Stored data entries
----
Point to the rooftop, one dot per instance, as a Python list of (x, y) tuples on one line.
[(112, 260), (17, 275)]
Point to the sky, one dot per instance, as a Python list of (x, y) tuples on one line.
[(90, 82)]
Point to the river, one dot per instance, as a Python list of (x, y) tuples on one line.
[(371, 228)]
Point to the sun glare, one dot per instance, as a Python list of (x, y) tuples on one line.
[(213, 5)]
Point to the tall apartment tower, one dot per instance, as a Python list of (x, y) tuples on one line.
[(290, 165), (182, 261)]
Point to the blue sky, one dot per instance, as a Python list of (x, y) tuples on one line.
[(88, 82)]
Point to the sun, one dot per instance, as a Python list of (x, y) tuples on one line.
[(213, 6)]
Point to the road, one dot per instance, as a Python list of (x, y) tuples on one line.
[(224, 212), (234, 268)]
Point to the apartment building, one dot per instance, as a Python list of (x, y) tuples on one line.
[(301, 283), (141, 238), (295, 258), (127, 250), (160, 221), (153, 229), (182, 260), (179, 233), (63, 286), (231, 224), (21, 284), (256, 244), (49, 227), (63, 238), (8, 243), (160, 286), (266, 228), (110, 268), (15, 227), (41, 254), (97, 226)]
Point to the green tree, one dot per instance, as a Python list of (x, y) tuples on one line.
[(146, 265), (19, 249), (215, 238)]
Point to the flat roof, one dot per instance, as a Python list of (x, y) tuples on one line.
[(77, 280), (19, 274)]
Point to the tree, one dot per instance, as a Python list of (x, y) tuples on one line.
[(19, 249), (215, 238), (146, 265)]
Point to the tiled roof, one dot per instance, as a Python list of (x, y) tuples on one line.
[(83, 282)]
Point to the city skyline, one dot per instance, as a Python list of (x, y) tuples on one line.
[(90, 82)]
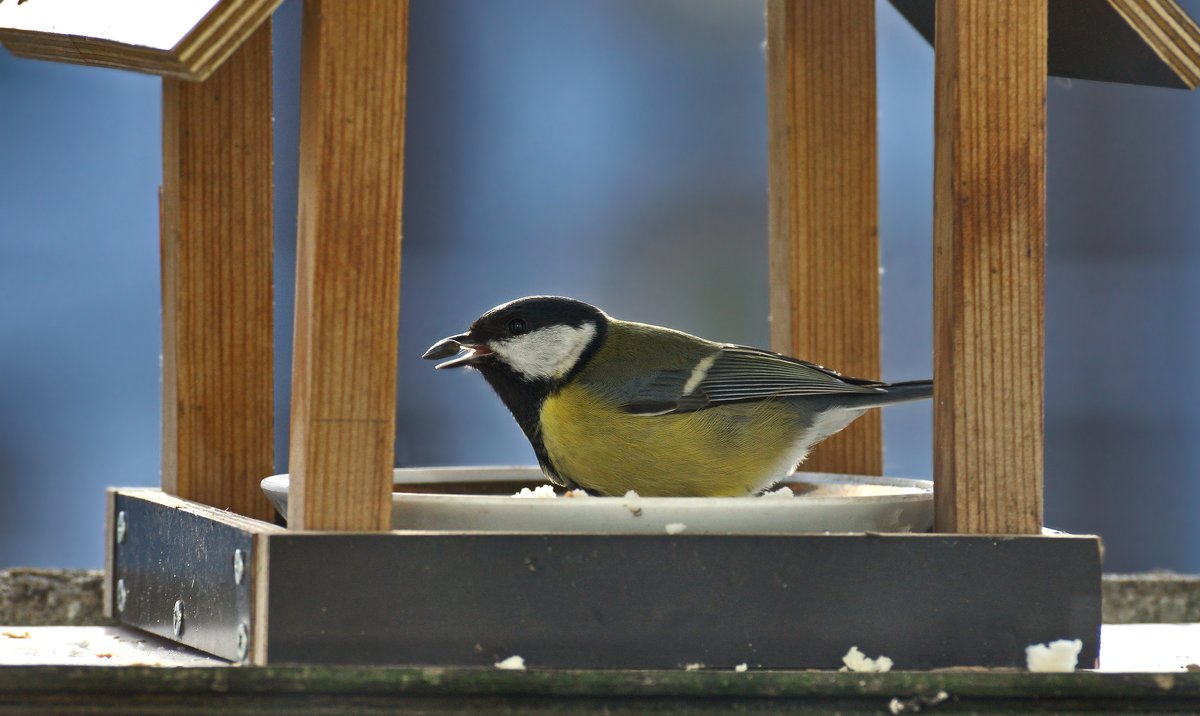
----
• **EXERCISE REQUIREMENTS**: Your reply must contain each entry exactly as written and no pictures.

• **TASK OUTPUT**:
Point to the rooftop, one dot per instance, as a Python list of (x, y) tuples on one line.
[(112, 260), (17, 275)]
Point to the sky, one dot per instance, as a Python list of (x, y) tuples on one line.
[(90, 82)]
Point to the river, one dot per instance, as a Python list of (x, y) tuples on one line.
[(371, 228)]
Point to the sun glare, one dot per instance, as a Python list of (x, y) tuples on one line.
[(213, 5)]
Point to the tall apartment tower, one dot per instance, as a Python list of (x, y) tuples on one line.
[(290, 165), (182, 261)]
Point to the blue sky, one dot per instance, as a Python list of (x, y) tuples on one line.
[(88, 82)]
Point to the sun, one dot per instance, as a Python list of (x, y) tuples on one line.
[(213, 6)]
Point to the road, one dot per instance, as a Python list of (x, y) tuples on one line.
[(224, 212), (234, 268)]
Point to the apartment building, one dot per instance, as a Python list of (x, y) tuples on one line.
[(301, 283), (141, 238), (295, 258), (127, 250), (160, 221), (153, 229), (182, 260), (179, 233), (63, 286), (231, 224), (21, 284), (256, 244), (49, 227), (63, 238), (8, 243), (160, 286), (266, 228), (110, 268), (15, 227), (41, 254), (97, 226)]
Point to the green tree, one dot per instance, as a Python list of (x, y) tuples on one line.
[(146, 265), (19, 249), (215, 238)]
Point to the flat roof, one dot per instance, as a Python list of (x, y) tuples on one line.
[(77, 280), (19, 274)]
Point to the tree, one dot per instance, as a Python list of (x, y) tuples on one line.
[(19, 249), (215, 238), (146, 265)]
Point to the tiled roof, one dot per instance, as a Python list of (x, y) tuples on one line.
[(83, 282)]
Point to the city skyline, one dot per instance, as a Python list of (x, y) tuples on one line.
[(90, 82)]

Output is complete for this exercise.